• _What needs to be done_: Reproduce the material below line for line, changing nothing.

• _Excerpts of bounding box data_:
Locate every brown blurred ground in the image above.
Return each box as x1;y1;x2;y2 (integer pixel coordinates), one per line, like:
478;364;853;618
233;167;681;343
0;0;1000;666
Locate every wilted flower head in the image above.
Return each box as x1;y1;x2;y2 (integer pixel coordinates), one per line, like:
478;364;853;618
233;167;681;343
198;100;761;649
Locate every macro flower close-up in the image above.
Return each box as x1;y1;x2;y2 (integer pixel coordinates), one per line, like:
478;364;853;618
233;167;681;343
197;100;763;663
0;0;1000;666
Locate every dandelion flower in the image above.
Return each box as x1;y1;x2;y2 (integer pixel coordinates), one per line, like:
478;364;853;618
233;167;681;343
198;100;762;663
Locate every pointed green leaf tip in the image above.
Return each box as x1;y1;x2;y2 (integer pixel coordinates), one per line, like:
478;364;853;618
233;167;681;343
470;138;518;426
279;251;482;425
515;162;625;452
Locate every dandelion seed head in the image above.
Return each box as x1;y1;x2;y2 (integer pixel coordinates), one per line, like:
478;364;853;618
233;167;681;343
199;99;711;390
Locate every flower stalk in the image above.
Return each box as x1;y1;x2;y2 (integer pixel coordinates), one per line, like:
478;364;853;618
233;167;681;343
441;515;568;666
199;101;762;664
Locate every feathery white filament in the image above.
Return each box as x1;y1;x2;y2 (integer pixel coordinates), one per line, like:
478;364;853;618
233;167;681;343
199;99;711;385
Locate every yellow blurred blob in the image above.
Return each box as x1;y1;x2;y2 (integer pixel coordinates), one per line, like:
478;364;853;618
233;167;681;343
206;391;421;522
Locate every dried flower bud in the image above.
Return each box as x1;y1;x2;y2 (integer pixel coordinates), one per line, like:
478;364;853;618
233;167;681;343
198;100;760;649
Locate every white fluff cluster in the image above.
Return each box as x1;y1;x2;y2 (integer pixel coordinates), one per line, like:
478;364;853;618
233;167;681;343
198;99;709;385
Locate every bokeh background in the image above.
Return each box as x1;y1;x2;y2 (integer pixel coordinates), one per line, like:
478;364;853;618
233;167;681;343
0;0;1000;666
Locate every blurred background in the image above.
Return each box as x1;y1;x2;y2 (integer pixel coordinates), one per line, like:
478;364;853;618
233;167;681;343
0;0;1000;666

• _In response_:
Locate every brown blurred ground in the image above.
Return each box as x1;y1;x2;y2 (integer pixel coordinates), one per line, like:
478;364;853;618
233;167;681;343
0;0;1000;666
Locate every wilted flower head in the image above.
Return each box as x1;y1;x2;y2 (integer pixel coordinates), one per line, like:
478;364;853;618
233;167;681;343
198;100;761;649
Locate every macro flower close-up in the image above.
Return each box as x1;y1;x2;y2 (integer pixel coordinates), one per line, like:
478;364;853;618
233;167;681;343
197;100;763;663
0;0;1000;666
Locate every dandelion flower in the image above.
Return each box as x1;y1;x2;y2 (integer pixel coordinates), one per line, like:
478;364;853;618
233;167;681;343
198;100;762;663
Locate every pointed green leaf tip in the image above.
Return each box as x1;y1;x2;y2 (integer pixel coordinates), one per line, like:
478;364;853;618
233;167;681;343
470;138;518;426
279;251;482;425
515;162;625;452
Locate every dandelion seed head in the image above.
Return each box as x1;y1;x2;y2 (integer pixel coordinates), one per line, like:
478;364;853;618
233;167;681;343
199;99;711;390
Locate every flower stalk in the image above.
Return each box as x1;y1;x2;y2 (integer pixel coordinates), one per line, like:
478;364;853;618
233;167;681;343
441;515;568;666
199;101;762;664
Locate every feathery white filament in the image above.
Return each box as x1;y1;x2;y2 (integer pixel coordinates), one per line, like:
478;364;853;618
233;167;681;343
199;99;711;385
Locate every yellow blurred blob in the image above.
Return each box as x1;y1;x2;y2 (integer pixel coordinates), one per line, like:
478;364;853;618
233;167;681;343
206;391;421;522
Locate every dried flower bud in the image above.
Return each box as x1;y1;x2;y2 (integer pixel coordinates), one per line, like:
478;364;853;618
233;167;681;343
198;100;760;649
Locate every white fluff cluster in the image above.
Return each box as x1;y1;x2;y2 (integer pixel coordinates), one per line, like:
478;364;853;618
233;167;681;343
198;99;709;385
Locate every bokeh background in the image above.
Return each box as x1;y1;x2;y2 (integer pixel coordinates), one per line, like:
478;364;853;618
233;167;681;343
0;0;1000;666
Locate every blurred background in the image above.
Return each box as x1;y1;x2;y2 (integer pixel coordinates), one per line, like:
478;364;853;618
233;167;681;343
0;0;1000;666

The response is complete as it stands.